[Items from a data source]
= Beginning of Section =

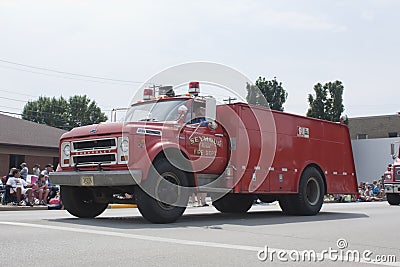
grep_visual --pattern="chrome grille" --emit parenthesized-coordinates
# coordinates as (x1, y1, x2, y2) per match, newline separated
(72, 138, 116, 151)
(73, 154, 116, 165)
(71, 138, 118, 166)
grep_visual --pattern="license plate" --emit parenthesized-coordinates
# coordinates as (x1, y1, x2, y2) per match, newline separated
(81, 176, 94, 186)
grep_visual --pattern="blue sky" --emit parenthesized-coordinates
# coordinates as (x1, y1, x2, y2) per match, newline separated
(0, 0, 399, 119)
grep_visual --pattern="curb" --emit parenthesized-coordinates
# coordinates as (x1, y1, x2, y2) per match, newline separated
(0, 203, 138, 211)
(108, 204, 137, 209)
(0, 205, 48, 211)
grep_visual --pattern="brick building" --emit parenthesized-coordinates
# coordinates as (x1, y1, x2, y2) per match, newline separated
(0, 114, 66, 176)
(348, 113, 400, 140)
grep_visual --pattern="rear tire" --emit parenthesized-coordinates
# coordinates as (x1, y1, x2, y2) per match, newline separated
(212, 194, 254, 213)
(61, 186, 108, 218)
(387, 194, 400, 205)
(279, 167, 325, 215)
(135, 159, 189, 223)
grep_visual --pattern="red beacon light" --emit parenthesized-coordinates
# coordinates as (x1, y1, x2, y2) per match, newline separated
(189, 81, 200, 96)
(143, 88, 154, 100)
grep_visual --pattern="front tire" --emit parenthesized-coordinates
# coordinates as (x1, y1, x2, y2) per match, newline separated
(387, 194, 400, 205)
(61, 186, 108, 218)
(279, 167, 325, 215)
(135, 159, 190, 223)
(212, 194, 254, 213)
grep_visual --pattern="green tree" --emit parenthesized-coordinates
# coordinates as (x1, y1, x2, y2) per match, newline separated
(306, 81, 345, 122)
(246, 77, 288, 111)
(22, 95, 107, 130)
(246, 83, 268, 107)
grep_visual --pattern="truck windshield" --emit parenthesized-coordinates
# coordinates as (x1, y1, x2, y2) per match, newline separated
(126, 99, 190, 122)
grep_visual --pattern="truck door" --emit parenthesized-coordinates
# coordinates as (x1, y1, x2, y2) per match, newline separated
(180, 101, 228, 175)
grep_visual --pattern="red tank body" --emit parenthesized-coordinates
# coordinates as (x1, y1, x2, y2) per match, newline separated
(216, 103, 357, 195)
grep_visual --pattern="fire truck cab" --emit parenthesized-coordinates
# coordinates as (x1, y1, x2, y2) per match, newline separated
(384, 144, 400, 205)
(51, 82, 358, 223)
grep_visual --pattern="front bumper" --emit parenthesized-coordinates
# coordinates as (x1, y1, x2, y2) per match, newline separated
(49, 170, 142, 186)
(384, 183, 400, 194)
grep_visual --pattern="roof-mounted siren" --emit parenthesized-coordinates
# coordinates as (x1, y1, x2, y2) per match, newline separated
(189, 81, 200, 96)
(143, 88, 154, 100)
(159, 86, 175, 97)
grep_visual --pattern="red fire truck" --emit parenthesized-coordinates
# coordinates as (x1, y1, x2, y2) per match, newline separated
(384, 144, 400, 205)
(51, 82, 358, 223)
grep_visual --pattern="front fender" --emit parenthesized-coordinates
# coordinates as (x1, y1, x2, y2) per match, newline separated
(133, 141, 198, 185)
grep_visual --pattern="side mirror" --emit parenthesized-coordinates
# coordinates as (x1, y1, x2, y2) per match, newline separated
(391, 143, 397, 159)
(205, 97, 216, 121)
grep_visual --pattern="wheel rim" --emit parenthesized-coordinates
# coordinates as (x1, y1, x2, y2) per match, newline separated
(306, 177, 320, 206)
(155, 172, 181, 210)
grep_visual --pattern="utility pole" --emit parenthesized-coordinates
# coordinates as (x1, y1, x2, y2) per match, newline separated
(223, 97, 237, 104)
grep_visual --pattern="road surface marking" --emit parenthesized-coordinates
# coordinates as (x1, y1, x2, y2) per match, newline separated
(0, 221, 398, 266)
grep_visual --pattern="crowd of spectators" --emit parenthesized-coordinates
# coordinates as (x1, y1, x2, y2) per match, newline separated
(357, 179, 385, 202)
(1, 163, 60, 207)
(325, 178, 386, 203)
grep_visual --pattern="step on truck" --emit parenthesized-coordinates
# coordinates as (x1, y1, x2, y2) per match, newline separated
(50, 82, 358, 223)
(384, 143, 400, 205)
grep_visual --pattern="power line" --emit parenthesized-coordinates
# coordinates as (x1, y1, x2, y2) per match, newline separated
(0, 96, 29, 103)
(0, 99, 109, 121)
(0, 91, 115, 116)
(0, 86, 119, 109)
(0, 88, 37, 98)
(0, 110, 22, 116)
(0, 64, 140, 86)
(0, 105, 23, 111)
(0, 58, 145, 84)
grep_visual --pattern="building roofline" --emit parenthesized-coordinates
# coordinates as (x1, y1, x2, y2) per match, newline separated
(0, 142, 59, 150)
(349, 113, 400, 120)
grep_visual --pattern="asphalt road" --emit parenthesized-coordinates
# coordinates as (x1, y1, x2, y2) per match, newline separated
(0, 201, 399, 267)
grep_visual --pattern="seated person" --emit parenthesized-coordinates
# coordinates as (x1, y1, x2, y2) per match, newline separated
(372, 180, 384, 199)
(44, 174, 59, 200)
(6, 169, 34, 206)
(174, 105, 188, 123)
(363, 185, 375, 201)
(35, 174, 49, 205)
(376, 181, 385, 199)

= End of Section =

- _About this task_: How many lines in the records above hold the string "building"? Only the number is wanted.

- _Exercise result_: 2